# [Task requirements]
Each line below is to be repeated exactly; any picture is to be left out.

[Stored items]
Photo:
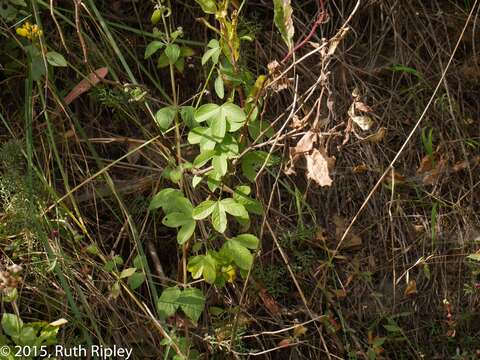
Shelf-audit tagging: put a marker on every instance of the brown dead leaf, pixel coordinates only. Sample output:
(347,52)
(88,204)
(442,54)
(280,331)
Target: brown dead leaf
(285,342)
(318,167)
(299,331)
(305,144)
(360,169)
(378,136)
(364,122)
(86,84)
(411,288)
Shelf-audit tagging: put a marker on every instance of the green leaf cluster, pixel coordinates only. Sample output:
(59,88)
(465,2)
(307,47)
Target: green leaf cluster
(190,300)
(178,210)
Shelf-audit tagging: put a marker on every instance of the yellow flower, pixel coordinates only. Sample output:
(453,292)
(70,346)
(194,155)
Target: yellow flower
(230,273)
(29,31)
(22,32)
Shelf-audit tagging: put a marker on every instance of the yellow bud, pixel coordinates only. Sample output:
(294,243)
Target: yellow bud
(22,32)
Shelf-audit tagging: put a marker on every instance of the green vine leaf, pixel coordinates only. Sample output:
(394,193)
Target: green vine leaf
(208,6)
(219,163)
(203,265)
(219,217)
(213,52)
(152,48)
(204,209)
(172,51)
(167,303)
(219,87)
(234,208)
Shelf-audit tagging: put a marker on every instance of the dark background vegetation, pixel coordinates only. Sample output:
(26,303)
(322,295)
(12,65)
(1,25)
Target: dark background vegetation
(401,285)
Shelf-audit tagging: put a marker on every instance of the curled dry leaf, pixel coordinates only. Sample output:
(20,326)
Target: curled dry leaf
(364,122)
(378,136)
(305,144)
(86,84)
(318,167)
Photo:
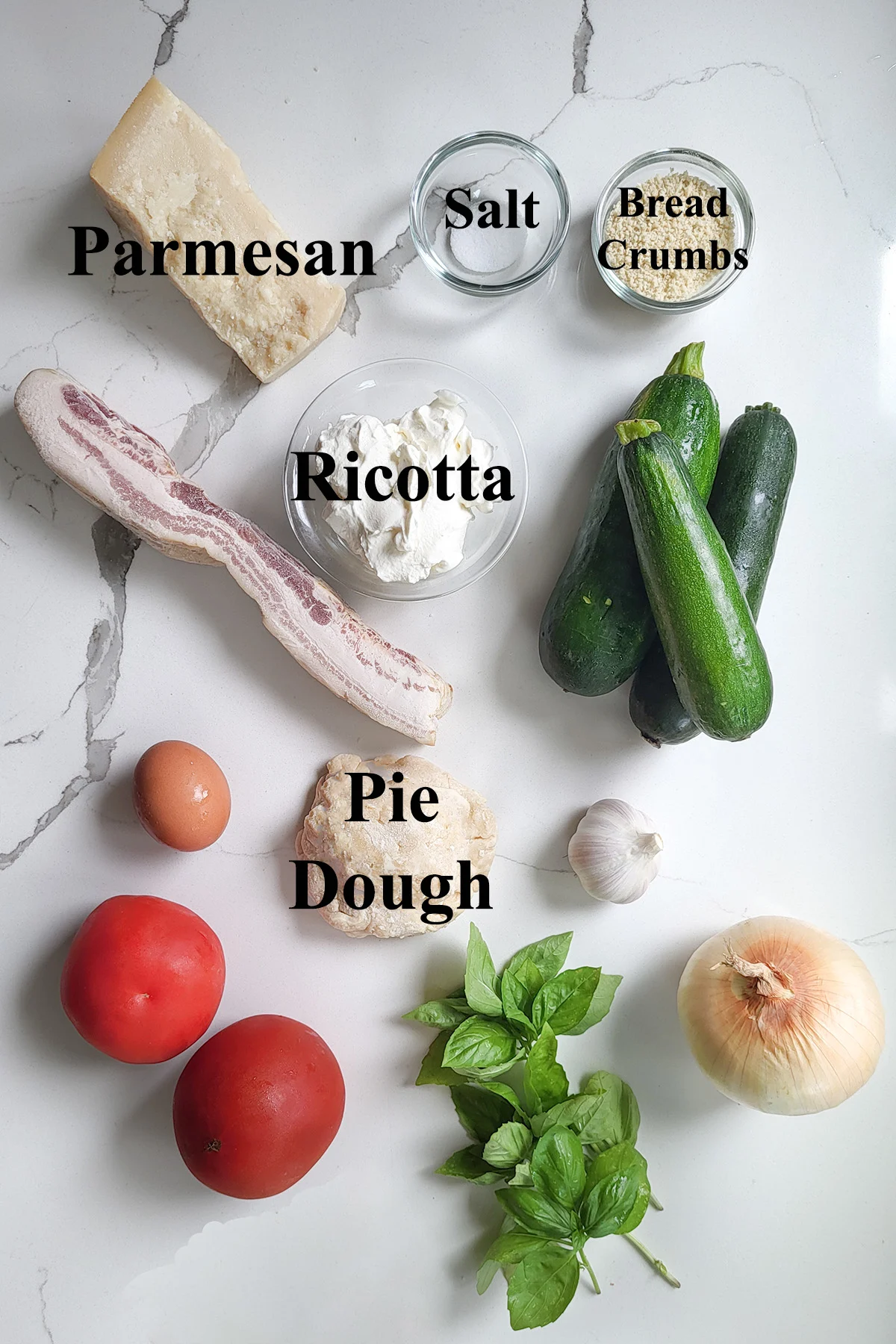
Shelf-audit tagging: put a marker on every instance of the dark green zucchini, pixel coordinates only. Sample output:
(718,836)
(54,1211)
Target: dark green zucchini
(747,505)
(709,633)
(597,624)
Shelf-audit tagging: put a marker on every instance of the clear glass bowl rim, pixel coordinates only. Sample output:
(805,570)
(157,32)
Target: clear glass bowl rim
(472,576)
(472,140)
(647,161)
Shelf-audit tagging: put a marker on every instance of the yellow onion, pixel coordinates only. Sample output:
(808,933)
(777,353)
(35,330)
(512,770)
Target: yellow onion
(782,1016)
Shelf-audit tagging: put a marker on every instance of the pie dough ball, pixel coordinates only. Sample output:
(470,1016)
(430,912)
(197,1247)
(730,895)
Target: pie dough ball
(464,828)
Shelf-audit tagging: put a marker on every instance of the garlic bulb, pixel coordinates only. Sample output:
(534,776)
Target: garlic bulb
(615,851)
(782,1016)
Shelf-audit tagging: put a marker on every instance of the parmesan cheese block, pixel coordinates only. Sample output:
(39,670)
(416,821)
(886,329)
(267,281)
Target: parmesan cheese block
(166,175)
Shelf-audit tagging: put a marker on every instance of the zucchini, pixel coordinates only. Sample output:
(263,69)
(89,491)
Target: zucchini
(747,505)
(718,663)
(597,624)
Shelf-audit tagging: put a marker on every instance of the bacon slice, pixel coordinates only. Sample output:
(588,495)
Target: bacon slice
(127,473)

# [Answer section]
Photo:
Shelf-audit tagging: put a marker on every instance of the brown dead leaf, pixel coordinates only. Sample output:
(347,52)
(88,204)
(442,54)
(280,331)
Target: brown dead leaf
(285,342)
(318,167)
(299,331)
(305,144)
(360,169)
(378,136)
(364,122)
(86,84)
(411,288)
Shelf-audit tagging: put a marker on every instance of the green leaf cluster, pixel coordinates only. Sample output:
(59,88)
(465,2)
(307,47)
Target: green leaf cluster
(190,300)
(178,210)
Shelf-audit tagging: put a marker on every instance of the yellow flower, pixel coordinates only. Sample output:
(453,292)
(70,346)
(194,155)
Target: yellow flower
(230,273)
(29,31)
(22,32)
Shelf-audit tagging: put a marker on every instance of the yellow bud, pixel coordinates only. Sample output:
(294,243)
Target: yellow bud
(22,32)
Shelf-audit tagging: put a marker on every instance of the green vine leaf, pixel coordinates only. Sample output:
(394,193)
Target: green vine leaf
(208,6)
(219,163)
(203,265)
(219,217)
(213,52)
(152,48)
(204,209)
(172,51)
(167,303)
(219,87)
(234,208)
Shelf-audit tagging: put a marker on every instance of the dark background vegetation, pixel coordinates only. Sample output:
(26,303)
(322,295)
(12,65)
(1,25)
Target: dark background vegetation
(401,285)
Shelf-audit tagging: put a marker on every instance of the curled dry leaf, pixel coordinates only. Sample output:
(20,326)
Target: curled dry leaf
(364,122)
(378,136)
(305,144)
(86,84)
(318,167)
Photo:
Shelf-audit tagging: put a marker on every instance of the dark green zucchini, pixel coordinates only. Sample output:
(718,836)
(54,1211)
Target: dark green zucchini
(747,505)
(709,633)
(597,624)
Shelf-audit tagging: put a marker on every instance of the clear glass bowl rim, pixel coordinates only. Sample output:
(805,570)
(157,32)
Target: clear glass bowl rim
(472,576)
(472,140)
(647,161)
Shelf-audit tagging: put a marker on every instance of the yellow onion, pixel coordinates only. Sample output:
(808,933)
(777,353)
(35,330)
(512,770)
Target: yellow onion
(782,1016)
Shelf-audit tagging: put a marker on every instance of the pie dough ball, pixel coordinates only. Sample output:
(470,1016)
(430,912)
(197,1247)
(730,895)
Target: pie dough ball
(464,828)
Shelf-audit tagging: put a marker on every instance of the garlic bulb, pixel coordinates only. Sample output:
(534,776)
Target: garlic bulb
(615,851)
(782,1016)
Shelf-audit tagging: put a marker on every instance of the parmesan cheese block, pixel coordinates only. Sample output:
(39,670)
(416,821)
(886,329)
(267,281)
Target: parmesan cheese block
(166,175)
Shelf-audit tagging: put a marker on every instance of the zucchini, pixel coordinates only. Sample output:
(263,69)
(89,491)
Target: zucchini
(747,505)
(718,663)
(597,624)
Shelf-audit tagging: put a marker on every instance of the bacon slice, pixel coordinates only. Sample output:
(588,495)
Target: bacon slice
(127,473)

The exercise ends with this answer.